The aim was to create an automated record of significant crop activities. Such a record would be useful for all kinds of applications, one of them detection of carbon storage measures that farmers take. In the present rewarding scheme, such measures in itself are a basis for being rewarded.
Now why would you want to do the same thing -identifying farming activities- twice? Basically to combine the two to be more robust. Both machine data and satellite data suffer from gaps, because of a loose plug or a different machine coming into the field, or from clouds in the case of satellites. If you combine the two data sources you can validate and complement. Gaps in machine data can be filled in by satellite data, and vice versa.
The team first made an inventory of data sources. To limit size, some filters were applied:
- clipping the data for the 1 field that was indicated, an arable field in the Hoekse Waard.
- Applying the time slot from October 2018 to 2021.
- A cloud filter to use only if less than 10% clouds.
Potential sources were:
- Trekkerdata.nl for a record of dates of farming activities from machine data
For satellite data:
- AgroDataCube, for which Boerenbunder.nl can be used a viewer. Here other useful data is stored as well, such as crop history, soil characteristics, etc.
- Google Earth engine
In the end the Google Earth engine was considered the most useful. Ease of extraction was an important factor and prior experience using it helped with that. After the data was successfully gathered, pattern finding started. The initial plan was to find and identify anomalies, but the plan changed and instead three methods for clearing up the data were applied to the time series: smoothing, windowing and clustering.

************

(BRIEF) Rewrite the crop-record text from the words "The team first" through the words "soil characteristics, etc.", putting "field operations" in place of "farming activities". The material after this text is separate from it.

************

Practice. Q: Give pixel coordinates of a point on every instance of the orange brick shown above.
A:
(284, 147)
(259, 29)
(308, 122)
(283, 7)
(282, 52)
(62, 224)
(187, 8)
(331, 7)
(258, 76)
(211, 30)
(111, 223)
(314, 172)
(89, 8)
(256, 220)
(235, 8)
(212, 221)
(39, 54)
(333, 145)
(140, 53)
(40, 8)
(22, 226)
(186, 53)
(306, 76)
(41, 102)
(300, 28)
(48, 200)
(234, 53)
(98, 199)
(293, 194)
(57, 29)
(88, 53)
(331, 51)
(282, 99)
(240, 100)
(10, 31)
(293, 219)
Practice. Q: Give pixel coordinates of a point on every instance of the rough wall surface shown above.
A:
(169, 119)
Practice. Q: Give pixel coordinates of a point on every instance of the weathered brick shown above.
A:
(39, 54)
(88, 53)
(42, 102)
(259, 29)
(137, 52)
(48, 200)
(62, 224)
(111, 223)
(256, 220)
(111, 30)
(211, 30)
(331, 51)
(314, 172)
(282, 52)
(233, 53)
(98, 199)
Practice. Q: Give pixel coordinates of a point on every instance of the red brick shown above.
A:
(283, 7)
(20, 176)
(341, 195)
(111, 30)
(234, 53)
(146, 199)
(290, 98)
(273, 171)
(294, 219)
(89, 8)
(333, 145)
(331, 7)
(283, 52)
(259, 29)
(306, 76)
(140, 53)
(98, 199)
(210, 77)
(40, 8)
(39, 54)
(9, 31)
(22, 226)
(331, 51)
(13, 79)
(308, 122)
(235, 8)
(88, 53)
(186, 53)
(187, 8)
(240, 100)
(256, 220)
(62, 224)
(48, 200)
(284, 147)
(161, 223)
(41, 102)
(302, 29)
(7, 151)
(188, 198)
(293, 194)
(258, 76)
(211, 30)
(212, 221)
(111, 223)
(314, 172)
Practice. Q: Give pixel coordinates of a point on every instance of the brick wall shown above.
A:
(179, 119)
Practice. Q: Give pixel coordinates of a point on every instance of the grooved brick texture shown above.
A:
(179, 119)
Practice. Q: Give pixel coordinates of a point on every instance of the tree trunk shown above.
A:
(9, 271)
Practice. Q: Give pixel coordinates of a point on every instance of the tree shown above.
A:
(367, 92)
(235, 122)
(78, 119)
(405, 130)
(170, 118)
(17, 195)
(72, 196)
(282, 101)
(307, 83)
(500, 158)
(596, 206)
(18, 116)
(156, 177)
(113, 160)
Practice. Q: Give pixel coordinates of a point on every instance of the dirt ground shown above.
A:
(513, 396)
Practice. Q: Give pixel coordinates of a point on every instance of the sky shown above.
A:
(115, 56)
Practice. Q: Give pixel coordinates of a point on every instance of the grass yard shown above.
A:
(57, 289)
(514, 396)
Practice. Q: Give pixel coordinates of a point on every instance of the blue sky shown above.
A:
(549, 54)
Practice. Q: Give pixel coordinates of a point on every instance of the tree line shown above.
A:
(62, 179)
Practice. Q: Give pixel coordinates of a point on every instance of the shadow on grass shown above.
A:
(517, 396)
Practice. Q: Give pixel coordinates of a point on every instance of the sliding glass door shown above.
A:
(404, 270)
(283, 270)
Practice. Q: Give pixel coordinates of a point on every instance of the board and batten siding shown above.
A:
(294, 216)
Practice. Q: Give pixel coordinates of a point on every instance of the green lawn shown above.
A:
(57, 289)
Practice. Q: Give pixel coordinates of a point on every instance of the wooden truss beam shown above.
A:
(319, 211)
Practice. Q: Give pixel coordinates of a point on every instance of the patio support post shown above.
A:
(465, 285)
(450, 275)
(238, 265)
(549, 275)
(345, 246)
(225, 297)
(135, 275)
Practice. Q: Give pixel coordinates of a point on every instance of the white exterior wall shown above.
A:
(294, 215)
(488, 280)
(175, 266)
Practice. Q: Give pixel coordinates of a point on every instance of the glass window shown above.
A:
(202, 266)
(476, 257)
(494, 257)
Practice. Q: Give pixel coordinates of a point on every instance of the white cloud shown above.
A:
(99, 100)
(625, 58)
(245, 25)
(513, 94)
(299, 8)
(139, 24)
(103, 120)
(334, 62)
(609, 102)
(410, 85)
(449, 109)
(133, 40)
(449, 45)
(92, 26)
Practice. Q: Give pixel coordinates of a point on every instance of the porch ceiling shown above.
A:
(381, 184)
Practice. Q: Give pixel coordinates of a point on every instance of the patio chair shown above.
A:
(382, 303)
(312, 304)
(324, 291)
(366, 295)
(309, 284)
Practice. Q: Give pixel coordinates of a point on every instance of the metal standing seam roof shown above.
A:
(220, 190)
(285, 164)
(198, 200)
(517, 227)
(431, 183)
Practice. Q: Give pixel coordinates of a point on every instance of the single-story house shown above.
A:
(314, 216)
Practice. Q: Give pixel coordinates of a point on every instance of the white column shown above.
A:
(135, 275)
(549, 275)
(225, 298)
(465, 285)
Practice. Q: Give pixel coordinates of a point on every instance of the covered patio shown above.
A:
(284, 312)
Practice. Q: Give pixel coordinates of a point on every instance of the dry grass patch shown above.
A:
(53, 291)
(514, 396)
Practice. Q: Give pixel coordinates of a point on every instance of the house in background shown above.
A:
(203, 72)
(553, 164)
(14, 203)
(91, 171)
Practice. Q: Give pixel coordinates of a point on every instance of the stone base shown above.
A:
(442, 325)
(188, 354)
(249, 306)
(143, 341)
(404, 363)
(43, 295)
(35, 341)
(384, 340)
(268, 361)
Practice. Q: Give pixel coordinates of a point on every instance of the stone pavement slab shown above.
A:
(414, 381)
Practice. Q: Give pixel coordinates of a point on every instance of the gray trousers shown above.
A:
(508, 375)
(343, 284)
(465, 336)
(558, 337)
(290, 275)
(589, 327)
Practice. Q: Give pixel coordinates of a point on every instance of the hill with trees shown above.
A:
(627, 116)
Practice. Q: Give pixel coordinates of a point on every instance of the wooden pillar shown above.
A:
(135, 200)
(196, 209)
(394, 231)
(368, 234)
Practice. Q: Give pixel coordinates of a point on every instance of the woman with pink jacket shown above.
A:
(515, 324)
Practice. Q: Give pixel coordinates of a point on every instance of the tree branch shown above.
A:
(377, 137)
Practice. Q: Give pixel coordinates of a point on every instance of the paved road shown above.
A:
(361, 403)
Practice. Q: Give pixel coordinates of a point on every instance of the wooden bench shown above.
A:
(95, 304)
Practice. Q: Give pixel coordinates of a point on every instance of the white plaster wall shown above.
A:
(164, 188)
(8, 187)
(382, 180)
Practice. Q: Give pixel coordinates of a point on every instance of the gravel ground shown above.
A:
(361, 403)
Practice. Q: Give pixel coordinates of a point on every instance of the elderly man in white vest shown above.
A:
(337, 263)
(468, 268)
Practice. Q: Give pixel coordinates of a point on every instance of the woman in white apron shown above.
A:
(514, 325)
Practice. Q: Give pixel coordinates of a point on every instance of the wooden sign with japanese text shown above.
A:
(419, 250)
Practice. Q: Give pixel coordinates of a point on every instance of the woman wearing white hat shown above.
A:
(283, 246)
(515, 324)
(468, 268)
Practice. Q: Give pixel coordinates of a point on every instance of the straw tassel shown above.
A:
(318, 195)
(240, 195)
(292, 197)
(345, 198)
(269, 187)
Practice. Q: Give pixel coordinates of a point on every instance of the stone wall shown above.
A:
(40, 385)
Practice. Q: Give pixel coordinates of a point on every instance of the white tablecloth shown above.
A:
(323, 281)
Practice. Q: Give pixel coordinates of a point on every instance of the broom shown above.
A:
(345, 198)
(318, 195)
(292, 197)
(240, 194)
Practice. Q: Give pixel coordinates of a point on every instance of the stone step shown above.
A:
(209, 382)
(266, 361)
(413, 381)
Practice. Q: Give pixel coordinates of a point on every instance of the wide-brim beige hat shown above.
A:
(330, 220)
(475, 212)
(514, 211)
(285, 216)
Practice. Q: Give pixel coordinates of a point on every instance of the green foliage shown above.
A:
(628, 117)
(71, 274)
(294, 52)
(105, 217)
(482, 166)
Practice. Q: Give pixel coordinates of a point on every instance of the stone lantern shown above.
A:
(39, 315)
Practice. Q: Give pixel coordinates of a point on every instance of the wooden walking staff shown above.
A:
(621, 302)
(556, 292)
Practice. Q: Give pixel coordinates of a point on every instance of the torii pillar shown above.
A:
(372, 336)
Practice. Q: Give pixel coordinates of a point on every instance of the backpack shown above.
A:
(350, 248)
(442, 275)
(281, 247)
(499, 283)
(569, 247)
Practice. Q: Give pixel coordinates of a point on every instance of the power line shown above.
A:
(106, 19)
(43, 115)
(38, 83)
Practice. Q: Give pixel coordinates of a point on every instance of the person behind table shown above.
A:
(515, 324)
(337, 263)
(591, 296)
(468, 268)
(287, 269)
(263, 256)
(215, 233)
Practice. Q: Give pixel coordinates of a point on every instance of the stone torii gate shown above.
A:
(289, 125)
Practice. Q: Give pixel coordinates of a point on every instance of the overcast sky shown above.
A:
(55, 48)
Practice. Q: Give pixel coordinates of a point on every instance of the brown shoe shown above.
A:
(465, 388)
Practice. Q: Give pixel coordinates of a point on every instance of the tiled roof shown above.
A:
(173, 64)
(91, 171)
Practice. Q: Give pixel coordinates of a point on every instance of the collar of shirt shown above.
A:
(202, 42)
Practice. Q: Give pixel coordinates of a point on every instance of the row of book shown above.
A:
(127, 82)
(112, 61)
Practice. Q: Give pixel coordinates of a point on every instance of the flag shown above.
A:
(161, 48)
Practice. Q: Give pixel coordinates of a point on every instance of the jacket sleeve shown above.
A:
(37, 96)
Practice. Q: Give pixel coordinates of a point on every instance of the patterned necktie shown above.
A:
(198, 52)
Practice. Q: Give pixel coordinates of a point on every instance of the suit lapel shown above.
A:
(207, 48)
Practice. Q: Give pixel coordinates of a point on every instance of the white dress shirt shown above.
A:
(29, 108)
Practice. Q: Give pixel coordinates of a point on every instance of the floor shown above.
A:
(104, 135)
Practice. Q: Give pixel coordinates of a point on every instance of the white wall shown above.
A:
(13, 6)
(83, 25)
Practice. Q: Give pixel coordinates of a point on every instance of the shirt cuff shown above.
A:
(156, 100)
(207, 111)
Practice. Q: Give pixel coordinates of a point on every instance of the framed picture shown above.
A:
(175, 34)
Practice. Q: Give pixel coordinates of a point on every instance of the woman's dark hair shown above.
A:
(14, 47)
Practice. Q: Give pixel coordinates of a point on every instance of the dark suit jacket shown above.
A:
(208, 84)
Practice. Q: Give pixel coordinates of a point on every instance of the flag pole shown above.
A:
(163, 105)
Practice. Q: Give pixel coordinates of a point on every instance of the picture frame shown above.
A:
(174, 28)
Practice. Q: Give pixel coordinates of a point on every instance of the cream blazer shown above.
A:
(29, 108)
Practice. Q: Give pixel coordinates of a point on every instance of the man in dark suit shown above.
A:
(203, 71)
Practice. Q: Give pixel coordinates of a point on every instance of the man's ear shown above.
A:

************

(TASK ANSWER)
The team first made an inventory of data sources. To limit size, some filters were applied:
- clipping the data for the 1 field that was indicated, an arable field in the Hoekse Waard.
- Applying the time slot from October 2018 to 2021.
- A cloud filter to use only if less than 10% clouds.
Potential sources were:
- Trekkerdata.nl for a record of dates of field operations from machine data
For satellite data:
- AgroDataCube, for which Boerenbunder.nl can be used a viewer. Here other useful data is stored as well, such as crop history, soil characteristics, etc.